(Beginning of Excerpted text)
Edmund Reitter (22 October 1845 – 15 March 1920) was an Austrian entomologist, writer and a collector.

==Biography==
Edmund Reitter was best known as an expert on the beetles of the Palaearctic. He was an imperial advisor and editor of the Wiener Entomologischen Zeitung, (Vienna Entomological Gazette). In addition he was a member and honorary member of Deutsche Gesellschaft für allgemeine und angewandte Entomologie in Berlin, the Vereins für schlesische Insektenkunde in Breslau, the Museum Francisco-Carolinum in Linz, the Vereins für Naturkunde (Association for Natural History) in Austria, the Société entomologique de Russie in Saint Petersburg, the Société royale entomologique d'Égypte and the Nederlandse Entomologische Vereniging in Rotterdam.
(End of Excerpted text)
(Beginning of Records shown)
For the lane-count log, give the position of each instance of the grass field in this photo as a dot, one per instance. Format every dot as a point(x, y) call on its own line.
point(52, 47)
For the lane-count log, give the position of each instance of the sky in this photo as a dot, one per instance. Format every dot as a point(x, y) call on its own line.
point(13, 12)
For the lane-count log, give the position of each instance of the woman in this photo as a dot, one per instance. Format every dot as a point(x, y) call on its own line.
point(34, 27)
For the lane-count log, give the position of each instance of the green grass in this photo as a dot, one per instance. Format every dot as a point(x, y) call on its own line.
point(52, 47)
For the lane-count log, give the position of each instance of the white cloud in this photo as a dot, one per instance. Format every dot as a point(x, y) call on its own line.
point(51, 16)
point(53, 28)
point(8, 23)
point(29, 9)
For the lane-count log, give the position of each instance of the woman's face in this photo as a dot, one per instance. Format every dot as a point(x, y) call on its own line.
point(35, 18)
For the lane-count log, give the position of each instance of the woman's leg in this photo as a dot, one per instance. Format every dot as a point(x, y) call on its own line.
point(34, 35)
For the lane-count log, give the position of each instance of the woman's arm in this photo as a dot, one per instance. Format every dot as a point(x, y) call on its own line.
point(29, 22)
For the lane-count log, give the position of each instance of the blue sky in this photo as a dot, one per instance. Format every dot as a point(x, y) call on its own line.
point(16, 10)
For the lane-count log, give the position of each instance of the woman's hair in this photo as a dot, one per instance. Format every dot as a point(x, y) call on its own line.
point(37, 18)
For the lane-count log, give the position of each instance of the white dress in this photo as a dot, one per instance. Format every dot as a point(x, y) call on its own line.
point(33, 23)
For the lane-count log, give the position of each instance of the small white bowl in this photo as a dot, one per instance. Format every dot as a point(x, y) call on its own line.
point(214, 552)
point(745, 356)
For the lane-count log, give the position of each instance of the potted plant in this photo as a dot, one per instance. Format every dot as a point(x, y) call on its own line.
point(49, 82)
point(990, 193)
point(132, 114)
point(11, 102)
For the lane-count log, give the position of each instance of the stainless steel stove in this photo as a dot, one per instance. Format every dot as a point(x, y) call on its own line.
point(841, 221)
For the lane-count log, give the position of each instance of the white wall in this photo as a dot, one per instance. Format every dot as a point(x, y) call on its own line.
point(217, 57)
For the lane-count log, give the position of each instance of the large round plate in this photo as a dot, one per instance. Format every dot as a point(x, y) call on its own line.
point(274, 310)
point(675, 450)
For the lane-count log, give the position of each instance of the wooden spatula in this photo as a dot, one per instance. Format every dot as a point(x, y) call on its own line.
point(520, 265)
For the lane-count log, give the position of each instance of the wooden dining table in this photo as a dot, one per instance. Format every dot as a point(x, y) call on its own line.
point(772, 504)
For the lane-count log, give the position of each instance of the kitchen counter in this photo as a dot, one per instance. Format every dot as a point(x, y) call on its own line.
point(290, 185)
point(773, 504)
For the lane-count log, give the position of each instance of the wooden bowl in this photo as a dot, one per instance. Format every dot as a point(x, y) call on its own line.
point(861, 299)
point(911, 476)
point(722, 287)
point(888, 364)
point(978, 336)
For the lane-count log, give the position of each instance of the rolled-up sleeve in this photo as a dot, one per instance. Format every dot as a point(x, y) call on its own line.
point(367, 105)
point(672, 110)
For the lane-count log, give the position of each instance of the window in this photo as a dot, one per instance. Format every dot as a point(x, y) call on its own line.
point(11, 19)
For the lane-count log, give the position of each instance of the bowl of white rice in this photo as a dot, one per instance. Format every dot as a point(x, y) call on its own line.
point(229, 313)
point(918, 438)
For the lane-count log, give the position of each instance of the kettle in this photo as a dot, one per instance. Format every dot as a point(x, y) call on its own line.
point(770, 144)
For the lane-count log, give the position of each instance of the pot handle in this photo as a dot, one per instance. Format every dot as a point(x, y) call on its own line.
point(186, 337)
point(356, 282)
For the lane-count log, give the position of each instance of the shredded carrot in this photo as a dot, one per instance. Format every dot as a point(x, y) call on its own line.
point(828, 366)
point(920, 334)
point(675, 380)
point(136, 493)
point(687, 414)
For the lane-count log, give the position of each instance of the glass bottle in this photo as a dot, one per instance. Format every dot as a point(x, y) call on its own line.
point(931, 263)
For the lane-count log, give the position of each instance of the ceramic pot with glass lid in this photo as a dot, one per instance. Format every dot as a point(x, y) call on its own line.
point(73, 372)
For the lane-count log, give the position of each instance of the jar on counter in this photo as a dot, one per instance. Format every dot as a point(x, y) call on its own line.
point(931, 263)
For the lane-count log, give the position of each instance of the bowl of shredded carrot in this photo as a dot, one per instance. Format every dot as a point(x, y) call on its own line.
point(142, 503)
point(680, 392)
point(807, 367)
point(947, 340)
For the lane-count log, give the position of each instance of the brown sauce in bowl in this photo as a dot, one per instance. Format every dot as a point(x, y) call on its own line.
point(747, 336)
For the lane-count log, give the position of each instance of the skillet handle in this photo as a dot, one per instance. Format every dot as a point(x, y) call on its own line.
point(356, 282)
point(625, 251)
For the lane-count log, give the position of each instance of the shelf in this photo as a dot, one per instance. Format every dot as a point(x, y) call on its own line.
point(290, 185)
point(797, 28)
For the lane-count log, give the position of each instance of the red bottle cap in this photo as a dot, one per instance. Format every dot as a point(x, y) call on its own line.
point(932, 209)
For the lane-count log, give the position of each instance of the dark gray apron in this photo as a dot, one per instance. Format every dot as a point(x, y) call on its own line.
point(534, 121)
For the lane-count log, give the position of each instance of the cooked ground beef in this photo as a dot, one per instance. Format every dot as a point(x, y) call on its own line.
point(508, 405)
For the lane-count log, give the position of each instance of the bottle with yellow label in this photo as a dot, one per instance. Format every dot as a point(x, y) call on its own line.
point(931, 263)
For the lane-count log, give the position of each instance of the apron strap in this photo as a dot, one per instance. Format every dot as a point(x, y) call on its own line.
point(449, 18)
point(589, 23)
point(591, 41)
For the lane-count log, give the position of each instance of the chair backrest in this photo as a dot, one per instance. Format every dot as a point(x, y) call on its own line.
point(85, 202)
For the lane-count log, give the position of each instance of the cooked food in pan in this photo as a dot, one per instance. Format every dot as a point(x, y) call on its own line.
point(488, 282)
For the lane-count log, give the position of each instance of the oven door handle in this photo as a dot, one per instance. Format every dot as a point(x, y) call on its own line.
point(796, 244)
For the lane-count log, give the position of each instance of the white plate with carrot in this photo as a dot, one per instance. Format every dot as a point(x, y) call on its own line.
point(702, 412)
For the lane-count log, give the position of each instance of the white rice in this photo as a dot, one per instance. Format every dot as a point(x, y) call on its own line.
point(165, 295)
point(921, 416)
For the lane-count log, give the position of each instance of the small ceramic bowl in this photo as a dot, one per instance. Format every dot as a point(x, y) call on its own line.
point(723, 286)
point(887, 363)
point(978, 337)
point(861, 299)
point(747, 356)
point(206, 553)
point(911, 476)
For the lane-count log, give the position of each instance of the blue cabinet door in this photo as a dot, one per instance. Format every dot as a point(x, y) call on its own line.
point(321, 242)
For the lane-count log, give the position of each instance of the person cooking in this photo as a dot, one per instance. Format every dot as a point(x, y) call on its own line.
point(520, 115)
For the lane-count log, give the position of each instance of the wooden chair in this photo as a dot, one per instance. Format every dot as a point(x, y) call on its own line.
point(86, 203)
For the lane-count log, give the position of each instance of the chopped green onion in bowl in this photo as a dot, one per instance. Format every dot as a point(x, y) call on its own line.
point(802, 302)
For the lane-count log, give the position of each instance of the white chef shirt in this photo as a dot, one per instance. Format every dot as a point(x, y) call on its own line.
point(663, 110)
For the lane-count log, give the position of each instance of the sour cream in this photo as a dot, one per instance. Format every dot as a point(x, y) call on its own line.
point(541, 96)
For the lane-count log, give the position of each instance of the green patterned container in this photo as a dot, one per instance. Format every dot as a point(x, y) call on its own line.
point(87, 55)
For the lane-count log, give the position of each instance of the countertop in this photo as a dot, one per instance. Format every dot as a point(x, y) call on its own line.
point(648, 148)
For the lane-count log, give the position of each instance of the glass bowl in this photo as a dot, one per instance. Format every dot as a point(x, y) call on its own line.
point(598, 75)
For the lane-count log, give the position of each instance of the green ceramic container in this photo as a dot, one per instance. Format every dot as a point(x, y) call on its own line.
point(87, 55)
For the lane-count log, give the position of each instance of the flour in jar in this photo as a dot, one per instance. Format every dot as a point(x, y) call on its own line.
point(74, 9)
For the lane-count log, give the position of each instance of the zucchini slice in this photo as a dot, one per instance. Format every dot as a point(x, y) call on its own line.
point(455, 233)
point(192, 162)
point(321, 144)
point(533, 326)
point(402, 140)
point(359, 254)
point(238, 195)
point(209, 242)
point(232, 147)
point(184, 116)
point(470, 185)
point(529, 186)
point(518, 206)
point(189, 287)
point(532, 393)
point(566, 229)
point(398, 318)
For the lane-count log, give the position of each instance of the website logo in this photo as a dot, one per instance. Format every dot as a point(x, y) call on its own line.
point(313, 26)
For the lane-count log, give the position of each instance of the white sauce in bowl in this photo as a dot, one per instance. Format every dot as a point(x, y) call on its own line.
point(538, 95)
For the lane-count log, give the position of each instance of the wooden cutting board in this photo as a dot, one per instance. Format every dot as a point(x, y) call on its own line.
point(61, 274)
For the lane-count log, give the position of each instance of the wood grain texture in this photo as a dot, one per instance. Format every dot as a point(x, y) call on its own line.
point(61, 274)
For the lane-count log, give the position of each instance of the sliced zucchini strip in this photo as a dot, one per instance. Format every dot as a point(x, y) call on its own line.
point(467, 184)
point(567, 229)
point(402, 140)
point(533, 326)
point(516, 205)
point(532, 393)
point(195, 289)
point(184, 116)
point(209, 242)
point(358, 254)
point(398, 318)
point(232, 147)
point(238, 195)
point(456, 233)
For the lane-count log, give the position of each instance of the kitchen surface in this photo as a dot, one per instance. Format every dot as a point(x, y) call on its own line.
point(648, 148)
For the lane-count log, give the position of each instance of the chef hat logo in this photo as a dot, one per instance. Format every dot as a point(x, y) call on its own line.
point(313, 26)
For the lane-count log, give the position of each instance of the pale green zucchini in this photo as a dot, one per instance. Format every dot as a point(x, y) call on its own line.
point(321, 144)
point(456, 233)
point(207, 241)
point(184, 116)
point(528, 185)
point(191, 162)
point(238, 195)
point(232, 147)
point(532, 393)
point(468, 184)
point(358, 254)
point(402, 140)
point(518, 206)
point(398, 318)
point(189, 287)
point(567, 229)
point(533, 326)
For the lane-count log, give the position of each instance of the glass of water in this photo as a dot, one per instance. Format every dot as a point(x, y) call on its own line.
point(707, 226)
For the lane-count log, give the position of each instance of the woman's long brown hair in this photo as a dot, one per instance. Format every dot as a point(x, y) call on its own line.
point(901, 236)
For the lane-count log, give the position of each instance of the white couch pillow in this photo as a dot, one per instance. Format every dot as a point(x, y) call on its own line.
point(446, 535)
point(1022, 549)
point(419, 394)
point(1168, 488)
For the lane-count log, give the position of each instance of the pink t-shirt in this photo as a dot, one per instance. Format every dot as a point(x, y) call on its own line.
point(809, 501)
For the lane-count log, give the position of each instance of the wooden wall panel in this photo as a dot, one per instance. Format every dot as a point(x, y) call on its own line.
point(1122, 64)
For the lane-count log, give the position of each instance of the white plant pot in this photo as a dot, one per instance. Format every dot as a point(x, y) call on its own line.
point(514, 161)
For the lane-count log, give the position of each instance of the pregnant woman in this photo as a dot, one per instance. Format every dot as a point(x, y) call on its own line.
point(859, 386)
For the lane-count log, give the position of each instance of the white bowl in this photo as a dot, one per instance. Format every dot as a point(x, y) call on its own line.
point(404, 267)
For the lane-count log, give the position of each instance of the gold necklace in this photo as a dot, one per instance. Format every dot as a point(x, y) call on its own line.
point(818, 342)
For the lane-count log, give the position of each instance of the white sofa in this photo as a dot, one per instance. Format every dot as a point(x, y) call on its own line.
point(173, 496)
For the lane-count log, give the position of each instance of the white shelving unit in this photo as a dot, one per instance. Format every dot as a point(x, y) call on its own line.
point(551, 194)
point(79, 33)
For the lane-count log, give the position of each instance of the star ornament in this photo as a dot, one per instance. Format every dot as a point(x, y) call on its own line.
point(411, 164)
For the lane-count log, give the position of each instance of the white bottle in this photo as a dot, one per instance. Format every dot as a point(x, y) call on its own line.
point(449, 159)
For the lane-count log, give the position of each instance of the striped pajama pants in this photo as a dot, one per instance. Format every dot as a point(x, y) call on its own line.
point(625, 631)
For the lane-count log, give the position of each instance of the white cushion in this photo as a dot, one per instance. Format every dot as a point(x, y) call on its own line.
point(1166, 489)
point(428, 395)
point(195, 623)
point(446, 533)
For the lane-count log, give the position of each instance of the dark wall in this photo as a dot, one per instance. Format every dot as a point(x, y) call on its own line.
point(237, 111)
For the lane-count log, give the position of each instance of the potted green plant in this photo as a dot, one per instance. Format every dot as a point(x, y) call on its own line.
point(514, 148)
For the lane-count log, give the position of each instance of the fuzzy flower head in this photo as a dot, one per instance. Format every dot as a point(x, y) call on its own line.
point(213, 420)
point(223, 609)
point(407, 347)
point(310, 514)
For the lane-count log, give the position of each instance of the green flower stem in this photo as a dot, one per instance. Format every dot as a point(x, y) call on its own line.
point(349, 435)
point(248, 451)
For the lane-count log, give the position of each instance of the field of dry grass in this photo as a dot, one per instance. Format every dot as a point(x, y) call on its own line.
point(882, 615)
(End of Records shown)
What to do:
List every organization that the Reitter biography names as one of which he was a member or honorary member. The rows have no connection to the text about Edmund Reitter.

Expected output:
- Deutsche Gesellschaft für allgemeine und angewandte Entomologie (Berlin)
- Vereins für schlesische Insektenkunde (Breslau)
- Museum Francisco-Carolinum (Linz)
- Vereins für Naturkunde (Austria)
- Société entomologique de Russie (Saint Petersburg)
- Société royale entomologique d'Égypte
- Nederlandse Entomologische Vereniging (Rotterdam)